**Written request:** Retype the rows below word for word, keeping each line unchanged.

>> Start Information shown

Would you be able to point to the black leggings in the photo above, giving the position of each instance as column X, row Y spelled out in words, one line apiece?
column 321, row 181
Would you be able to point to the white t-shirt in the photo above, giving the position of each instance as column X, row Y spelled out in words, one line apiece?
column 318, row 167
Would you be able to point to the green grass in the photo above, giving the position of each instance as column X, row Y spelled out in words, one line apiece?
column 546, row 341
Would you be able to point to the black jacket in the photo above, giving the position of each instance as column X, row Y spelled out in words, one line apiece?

>> End Information shown

**Answer to the exercise:**
Would you be able to point to the black leggings in the photo above, giving the position of each instance as column X, row Y spelled out in words, one line apiece?
column 321, row 181
Would you be able to point to the white t-shirt in the photo above, giving the position of each instance as column X, row Y spelled out in words, one line apiece?
column 318, row 167
Would you be able to point to the green grass in the photo above, giving the position of each instance as column X, row Y spelled out in words, one line apiece?
column 546, row 341
Would you be able to point to the black jacket in the photo above, giving the position of each instance as column X, row Y spelled out in words, one line apiece?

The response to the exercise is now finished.